The problem
Count the lines in the items below that contain the word "side", and give only that number.

Entries supplied

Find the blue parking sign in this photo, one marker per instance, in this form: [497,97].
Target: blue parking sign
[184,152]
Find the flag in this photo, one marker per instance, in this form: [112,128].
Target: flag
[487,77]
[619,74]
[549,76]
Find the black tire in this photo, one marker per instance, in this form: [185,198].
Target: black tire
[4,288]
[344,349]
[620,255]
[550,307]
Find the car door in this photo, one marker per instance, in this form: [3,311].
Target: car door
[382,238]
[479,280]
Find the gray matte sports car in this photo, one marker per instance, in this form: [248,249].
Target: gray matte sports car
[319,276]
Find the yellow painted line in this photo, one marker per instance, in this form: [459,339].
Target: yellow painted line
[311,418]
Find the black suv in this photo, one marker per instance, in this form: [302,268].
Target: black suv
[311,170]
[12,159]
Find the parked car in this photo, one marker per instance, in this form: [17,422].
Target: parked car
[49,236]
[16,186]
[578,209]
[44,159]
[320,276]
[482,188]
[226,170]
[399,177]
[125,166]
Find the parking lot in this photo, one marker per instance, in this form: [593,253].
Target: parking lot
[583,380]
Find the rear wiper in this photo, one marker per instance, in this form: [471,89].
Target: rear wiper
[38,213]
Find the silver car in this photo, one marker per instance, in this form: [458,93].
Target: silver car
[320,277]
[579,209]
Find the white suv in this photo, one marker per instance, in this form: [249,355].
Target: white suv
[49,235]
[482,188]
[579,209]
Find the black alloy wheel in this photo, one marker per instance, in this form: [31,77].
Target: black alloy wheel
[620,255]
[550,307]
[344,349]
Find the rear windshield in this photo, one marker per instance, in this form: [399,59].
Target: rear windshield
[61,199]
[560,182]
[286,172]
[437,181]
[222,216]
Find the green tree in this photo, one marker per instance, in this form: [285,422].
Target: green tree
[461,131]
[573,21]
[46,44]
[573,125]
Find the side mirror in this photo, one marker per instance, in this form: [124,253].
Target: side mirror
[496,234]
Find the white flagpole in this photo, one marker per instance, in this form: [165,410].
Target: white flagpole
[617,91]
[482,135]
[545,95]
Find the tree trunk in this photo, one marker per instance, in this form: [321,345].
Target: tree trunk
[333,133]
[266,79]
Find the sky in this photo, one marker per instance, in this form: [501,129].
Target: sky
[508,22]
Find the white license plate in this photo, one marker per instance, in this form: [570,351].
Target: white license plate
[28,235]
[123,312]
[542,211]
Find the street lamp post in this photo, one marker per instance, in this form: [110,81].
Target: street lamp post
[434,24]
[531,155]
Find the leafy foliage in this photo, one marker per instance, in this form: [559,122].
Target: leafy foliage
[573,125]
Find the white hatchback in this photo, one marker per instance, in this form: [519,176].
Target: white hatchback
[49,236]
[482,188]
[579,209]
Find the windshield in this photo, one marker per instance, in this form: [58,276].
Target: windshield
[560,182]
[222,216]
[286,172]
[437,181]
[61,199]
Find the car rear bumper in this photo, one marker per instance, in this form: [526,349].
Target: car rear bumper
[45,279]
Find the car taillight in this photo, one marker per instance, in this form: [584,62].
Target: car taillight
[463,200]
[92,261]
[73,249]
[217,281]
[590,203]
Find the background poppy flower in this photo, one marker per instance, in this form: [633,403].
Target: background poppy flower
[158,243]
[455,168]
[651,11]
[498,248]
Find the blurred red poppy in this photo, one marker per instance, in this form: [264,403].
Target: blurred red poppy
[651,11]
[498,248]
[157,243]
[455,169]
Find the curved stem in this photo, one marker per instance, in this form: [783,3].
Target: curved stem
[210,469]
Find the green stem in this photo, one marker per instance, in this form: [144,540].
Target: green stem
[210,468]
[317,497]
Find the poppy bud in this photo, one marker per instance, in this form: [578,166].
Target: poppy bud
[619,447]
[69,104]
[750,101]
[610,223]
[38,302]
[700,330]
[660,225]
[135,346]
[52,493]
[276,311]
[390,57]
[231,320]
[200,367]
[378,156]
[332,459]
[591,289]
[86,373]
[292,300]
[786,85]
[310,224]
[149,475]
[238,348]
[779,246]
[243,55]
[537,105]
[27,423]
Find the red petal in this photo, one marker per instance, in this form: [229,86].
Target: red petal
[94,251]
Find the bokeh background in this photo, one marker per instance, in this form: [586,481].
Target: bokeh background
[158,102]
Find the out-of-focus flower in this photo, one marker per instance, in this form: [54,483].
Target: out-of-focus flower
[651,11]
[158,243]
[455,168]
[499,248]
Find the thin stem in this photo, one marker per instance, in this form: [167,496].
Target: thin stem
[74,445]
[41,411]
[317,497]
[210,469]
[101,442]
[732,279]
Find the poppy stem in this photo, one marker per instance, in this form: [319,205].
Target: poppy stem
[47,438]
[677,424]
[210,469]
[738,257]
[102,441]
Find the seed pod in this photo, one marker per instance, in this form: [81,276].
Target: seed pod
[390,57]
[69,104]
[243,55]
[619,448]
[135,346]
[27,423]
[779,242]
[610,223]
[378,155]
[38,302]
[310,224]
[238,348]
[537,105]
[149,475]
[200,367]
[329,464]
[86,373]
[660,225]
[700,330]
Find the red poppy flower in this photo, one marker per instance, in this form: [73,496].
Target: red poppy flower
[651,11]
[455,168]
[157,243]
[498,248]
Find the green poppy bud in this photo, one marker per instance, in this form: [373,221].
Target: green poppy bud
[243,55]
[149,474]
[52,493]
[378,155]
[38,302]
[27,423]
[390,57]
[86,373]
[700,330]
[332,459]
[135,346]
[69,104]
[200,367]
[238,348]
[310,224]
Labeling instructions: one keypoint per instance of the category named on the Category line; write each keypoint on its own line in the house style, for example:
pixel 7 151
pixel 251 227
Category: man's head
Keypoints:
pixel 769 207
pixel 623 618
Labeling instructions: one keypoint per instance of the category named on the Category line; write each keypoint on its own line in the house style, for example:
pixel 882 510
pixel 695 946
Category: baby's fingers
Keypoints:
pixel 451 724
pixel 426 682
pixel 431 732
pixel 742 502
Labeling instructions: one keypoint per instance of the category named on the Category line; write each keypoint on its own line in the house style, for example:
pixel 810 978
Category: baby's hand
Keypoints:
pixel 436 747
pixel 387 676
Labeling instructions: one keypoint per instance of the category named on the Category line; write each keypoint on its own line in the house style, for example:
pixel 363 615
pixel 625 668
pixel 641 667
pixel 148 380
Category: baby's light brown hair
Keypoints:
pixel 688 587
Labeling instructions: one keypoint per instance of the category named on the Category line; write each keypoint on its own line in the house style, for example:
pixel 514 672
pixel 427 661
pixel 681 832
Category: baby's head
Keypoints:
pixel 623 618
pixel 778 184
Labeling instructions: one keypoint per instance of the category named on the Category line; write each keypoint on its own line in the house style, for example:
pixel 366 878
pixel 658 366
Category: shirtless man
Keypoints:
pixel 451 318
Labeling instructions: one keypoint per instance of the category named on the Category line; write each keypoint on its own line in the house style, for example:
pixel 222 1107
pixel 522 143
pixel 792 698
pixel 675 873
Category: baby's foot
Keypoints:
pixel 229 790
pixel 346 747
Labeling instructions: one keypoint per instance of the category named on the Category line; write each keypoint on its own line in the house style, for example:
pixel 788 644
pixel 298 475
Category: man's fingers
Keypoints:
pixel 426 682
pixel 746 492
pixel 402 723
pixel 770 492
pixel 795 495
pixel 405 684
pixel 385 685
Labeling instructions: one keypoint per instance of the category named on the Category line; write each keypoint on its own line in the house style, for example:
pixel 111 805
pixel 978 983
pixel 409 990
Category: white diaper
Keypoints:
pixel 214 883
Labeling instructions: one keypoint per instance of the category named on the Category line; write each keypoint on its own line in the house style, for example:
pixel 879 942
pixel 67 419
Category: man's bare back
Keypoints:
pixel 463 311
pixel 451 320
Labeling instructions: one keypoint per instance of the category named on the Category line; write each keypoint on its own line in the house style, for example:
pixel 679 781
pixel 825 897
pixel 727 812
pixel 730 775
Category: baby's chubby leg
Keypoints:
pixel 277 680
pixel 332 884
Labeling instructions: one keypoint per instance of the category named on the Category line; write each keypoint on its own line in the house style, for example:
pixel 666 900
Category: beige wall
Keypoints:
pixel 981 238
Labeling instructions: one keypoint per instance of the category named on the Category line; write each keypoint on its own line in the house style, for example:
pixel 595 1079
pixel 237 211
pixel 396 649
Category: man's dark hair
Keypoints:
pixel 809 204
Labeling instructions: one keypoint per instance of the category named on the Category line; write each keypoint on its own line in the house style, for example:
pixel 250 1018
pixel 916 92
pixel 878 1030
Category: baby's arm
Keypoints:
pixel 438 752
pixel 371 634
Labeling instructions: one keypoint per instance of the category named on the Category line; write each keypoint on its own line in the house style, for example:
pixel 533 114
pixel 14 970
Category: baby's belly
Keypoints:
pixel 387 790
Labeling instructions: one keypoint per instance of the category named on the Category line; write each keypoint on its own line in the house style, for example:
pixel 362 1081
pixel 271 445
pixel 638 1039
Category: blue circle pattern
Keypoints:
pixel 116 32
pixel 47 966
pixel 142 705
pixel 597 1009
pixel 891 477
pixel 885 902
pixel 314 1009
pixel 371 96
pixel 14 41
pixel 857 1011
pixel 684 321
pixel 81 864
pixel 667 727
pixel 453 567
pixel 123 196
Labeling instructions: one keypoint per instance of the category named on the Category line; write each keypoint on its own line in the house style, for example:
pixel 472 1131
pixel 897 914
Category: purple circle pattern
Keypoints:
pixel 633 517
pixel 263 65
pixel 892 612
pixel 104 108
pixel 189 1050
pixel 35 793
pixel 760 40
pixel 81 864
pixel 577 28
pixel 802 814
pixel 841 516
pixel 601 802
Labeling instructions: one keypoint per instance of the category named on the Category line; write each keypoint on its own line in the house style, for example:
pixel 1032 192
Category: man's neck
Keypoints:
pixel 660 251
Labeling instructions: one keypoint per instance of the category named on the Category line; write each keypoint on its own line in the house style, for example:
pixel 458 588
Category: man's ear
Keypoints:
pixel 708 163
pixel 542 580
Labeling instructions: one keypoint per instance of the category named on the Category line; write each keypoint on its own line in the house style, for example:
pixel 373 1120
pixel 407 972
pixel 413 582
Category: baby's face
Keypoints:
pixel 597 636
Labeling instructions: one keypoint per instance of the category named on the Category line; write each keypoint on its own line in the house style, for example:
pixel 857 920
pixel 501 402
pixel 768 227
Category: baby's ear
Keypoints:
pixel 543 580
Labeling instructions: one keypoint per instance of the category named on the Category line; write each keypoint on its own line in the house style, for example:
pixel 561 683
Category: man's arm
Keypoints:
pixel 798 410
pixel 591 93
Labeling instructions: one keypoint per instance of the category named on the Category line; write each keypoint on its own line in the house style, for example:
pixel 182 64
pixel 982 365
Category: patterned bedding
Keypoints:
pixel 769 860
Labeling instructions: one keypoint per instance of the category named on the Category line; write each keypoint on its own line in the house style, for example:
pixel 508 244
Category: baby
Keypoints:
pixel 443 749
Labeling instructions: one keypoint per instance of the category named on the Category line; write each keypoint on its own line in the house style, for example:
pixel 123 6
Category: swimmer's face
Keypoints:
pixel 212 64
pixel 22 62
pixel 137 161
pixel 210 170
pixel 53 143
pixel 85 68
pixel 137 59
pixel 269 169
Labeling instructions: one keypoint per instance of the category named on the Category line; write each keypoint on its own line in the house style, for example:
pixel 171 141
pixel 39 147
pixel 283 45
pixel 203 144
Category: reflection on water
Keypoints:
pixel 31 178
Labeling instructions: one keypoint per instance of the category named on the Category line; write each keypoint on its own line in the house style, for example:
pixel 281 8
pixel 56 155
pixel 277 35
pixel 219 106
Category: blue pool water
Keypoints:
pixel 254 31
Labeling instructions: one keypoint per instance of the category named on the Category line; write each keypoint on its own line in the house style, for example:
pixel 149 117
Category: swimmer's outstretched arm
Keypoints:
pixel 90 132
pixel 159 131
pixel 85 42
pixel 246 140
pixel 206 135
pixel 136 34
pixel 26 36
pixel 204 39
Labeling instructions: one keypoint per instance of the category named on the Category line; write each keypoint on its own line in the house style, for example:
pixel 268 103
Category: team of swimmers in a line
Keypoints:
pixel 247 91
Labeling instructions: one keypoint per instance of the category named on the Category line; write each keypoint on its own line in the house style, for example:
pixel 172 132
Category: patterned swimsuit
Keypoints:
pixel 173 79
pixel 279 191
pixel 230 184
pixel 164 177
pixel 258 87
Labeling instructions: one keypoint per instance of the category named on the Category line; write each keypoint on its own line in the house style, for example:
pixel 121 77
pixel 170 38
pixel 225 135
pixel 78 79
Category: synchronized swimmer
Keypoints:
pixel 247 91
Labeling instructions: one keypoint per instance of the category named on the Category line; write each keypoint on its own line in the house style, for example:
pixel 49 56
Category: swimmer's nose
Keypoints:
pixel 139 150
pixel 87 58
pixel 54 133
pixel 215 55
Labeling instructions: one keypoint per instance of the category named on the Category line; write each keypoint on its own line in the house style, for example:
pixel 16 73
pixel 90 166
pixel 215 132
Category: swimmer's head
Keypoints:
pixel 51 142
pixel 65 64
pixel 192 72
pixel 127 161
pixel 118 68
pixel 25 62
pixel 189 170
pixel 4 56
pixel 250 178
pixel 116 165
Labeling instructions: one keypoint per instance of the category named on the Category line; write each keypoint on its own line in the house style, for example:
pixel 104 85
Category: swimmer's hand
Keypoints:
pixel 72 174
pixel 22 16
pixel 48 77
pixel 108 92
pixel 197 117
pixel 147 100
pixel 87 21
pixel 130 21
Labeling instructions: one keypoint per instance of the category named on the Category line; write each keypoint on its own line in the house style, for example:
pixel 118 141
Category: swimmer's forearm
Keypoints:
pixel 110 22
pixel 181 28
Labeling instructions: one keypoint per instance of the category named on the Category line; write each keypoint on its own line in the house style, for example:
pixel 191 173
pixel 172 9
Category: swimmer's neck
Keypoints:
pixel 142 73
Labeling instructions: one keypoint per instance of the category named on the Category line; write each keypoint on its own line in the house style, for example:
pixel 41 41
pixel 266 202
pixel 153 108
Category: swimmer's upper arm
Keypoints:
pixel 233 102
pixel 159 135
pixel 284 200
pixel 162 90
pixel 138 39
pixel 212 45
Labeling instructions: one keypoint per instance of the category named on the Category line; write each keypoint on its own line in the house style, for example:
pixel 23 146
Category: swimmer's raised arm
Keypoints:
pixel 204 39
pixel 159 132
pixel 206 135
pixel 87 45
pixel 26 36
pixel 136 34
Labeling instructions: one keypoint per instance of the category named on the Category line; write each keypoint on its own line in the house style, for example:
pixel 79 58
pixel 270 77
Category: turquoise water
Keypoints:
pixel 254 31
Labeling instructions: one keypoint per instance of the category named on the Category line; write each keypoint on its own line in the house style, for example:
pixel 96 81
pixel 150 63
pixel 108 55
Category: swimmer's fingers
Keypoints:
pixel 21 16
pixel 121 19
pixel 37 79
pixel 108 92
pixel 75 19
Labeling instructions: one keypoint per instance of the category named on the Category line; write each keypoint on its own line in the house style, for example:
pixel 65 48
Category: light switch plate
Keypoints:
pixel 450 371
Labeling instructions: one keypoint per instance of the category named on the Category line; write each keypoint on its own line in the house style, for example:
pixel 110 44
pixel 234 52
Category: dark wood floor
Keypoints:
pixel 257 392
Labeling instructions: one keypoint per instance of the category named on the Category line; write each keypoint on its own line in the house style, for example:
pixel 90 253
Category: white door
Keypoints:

Written answer
2